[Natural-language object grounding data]
-=-=-
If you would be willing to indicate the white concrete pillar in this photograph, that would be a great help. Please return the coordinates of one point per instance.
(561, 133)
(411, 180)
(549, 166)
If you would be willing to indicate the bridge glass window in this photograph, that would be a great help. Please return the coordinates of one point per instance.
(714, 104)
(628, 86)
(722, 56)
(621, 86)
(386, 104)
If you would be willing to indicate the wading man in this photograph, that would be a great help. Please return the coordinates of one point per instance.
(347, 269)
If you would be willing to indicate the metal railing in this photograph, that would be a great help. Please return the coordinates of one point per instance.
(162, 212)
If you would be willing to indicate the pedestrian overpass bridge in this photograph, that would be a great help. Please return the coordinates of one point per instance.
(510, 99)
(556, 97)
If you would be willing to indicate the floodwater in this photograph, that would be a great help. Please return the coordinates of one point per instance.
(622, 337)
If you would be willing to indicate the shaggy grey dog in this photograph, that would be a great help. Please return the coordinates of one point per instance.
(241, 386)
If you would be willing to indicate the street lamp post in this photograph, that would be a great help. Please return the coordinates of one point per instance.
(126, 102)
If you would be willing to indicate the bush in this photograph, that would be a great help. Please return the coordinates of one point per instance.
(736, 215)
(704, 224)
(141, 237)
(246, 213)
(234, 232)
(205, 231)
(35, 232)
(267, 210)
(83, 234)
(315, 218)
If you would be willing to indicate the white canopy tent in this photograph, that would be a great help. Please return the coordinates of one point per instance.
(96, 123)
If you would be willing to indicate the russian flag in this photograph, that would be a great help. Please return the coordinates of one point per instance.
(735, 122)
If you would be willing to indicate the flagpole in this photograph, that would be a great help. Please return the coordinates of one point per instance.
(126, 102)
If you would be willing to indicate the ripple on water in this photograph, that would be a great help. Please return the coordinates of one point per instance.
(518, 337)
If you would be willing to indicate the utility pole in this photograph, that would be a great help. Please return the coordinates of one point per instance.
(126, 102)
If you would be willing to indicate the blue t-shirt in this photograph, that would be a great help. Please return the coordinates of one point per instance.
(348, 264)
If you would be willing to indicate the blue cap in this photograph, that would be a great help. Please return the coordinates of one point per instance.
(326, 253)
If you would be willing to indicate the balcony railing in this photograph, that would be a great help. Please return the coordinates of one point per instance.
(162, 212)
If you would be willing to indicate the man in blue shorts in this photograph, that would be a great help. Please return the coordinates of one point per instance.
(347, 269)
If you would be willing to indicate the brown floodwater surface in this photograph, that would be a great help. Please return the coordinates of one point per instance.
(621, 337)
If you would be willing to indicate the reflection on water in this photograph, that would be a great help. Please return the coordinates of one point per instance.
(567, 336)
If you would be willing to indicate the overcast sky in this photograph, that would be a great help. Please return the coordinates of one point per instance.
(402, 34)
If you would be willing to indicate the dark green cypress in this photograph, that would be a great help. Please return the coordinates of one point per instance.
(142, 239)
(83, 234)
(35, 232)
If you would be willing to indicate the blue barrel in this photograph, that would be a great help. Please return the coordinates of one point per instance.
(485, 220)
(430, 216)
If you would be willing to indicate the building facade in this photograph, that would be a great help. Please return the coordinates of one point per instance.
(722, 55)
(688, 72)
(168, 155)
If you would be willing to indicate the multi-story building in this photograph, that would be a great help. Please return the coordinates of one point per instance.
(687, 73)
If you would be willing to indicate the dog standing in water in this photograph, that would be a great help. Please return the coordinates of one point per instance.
-=-=-
Word for word, retype all of the entries above.

▶ Written answer:
If you would be willing to indicate the white concrete pillar in this photograph, that would be a great help. Please return the coordinates of one point per instance.
(561, 133)
(411, 180)
(549, 166)
If you would be willing to indicate the bridge glass window in this photograph, that would be a great help. Please return the coordinates of one point per instance.
(714, 104)
(628, 86)
(722, 56)
(621, 86)
(386, 104)
If you would be willing to indicate the wading man in this photograph, that would be a great help. Please return the coordinates of one point per instance.
(347, 269)
If you would be willing to indicate the metal railing in this photograph, that would be a great help. Please return the coordinates of one point per instance.
(162, 212)
If you would be willing to indicate the pedestrian overpass bridge in this photograph, that would be a great help. Please return the coordinates of one point per instance.
(510, 99)
(556, 97)
If you would be willing to indicate the floodwater in this photograph, that would be a great help. Please return the coordinates of one point per instance.
(622, 337)
If you would be willing to indicate the shaggy grey dog in this photograph, that would be a great help. Please return the coordinates of one point per instance.
(241, 386)
If you would be willing to indicate the street lamp post in this photograph, that would be a great help. Please return the coordinates of one point per instance.
(126, 102)
If you would be willing to indicate the bush in this photograph, that would be a great help. Please return the coordinates of one point per instance.
(736, 215)
(704, 224)
(141, 237)
(246, 213)
(234, 232)
(205, 231)
(35, 232)
(267, 210)
(83, 234)
(315, 218)
If you would be willing to indicate the white canopy tent in this photograph, that would be a great help. Please return the coordinates of one point per instance.
(96, 123)
If you would be willing to indicate the russian flag in this photograph, that would be a great help. Please return the coordinates of one point per instance.
(735, 122)
If you would be willing to indicate the flagpole in this photograph, that would be a great help. Please return the coordinates of one point per instance.
(126, 102)
If you would be willing to indicate the ripple on water in this photograph, that would be a great help. Please return the coordinates of one point per instance.
(518, 337)
If you would be willing to indicate the utility pole in this photograph, that would be a great help. Please return the coordinates of one point per instance.
(126, 102)
If you would be willing to indicate the blue t-shirt in this photograph, that would be a great help. Please return the coordinates of one point per instance.
(348, 264)
If you would be willing to indicate the blue cap in this photograph, that would be a great help. Please return the coordinates of one point per instance.
(326, 253)
If you would be willing to indicate the balcony railing in this photograph, that would be a great help. Please return the coordinates of one point per instance.
(162, 212)
If you would be willing to indicate the man in blue shorts in this photograph, that would be a great help. Please return the coordinates of one point per instance.
(347, 269)
If you would be willing to indicate the brown floodwater surface in this photograph, that would be a great help. Please return the coordinates of one point per instance.
(621, 337)
If you would be willing to indicate the reflection on water in this photograph, that would be a great help. Please return the coordinates of one point per instance.
(567, 336)
If you would be willing to indicate the overcast sky in this photograph, that would be a great help. Please return the coordinates of one point per instance.
(402, 34)
If you would be willing to indicate the dark green cypress in this photograph, that would be a great help. Please return the coordinates of one point per instance.
(142, 239)
(83, 234)
(35, 232)
If you would be willing to indicate the blue barrel in this photograph, that would be a great help. Please return the coordinates of one point per instance.
(485, 220)
(430, 216)
If you would be willing to indicate the building facade in this photograph, that would be a great help. Please return the coordinates of one point per instance.
(722, 55)
(688, 72)
(168, 155)
If you would be willing to indicate the multi-story building in this photograph, that would be a great help. Please return the coordinates of one point per instance.
(687, 73)
If you would be willing to indicate the dog standing in water in this photograph, that would be a great help. Please return the coordinates of one point per instance.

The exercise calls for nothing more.